If a line in the listing includes the word "Phrase", copy it out.

>>>>>

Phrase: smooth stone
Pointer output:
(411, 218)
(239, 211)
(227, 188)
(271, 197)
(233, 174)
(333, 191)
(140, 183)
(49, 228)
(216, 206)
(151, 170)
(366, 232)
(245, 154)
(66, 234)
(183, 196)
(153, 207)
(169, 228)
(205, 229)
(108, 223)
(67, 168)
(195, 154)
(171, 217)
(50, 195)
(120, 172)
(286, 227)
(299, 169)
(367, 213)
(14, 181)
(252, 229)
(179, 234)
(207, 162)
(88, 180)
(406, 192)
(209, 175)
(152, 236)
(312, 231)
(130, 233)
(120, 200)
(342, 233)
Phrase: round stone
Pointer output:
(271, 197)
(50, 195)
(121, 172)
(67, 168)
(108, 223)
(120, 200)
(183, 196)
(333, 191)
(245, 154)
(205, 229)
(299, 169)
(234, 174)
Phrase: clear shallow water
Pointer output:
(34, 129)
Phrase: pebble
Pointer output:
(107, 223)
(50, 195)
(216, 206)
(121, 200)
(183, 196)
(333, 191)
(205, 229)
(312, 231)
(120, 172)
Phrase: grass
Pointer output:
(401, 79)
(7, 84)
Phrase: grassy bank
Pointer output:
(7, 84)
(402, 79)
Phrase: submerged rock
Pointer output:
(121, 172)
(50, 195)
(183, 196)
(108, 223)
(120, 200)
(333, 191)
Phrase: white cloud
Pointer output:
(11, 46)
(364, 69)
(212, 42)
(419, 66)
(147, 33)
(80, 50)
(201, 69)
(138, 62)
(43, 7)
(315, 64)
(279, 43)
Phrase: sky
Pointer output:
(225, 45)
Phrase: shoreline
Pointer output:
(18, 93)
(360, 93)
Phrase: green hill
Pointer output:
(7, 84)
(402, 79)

<<<<<

Result below:
Phrase: smooth stone
Phrase: round stone
Phrase: clear shallow water
Phrase: pebble
Phrase: grass
Phrase: grassy bank
Phrase: submerged rock
Phrase: white cloud
Phrase: sky
Phrase: shoreline
Phrase: green hill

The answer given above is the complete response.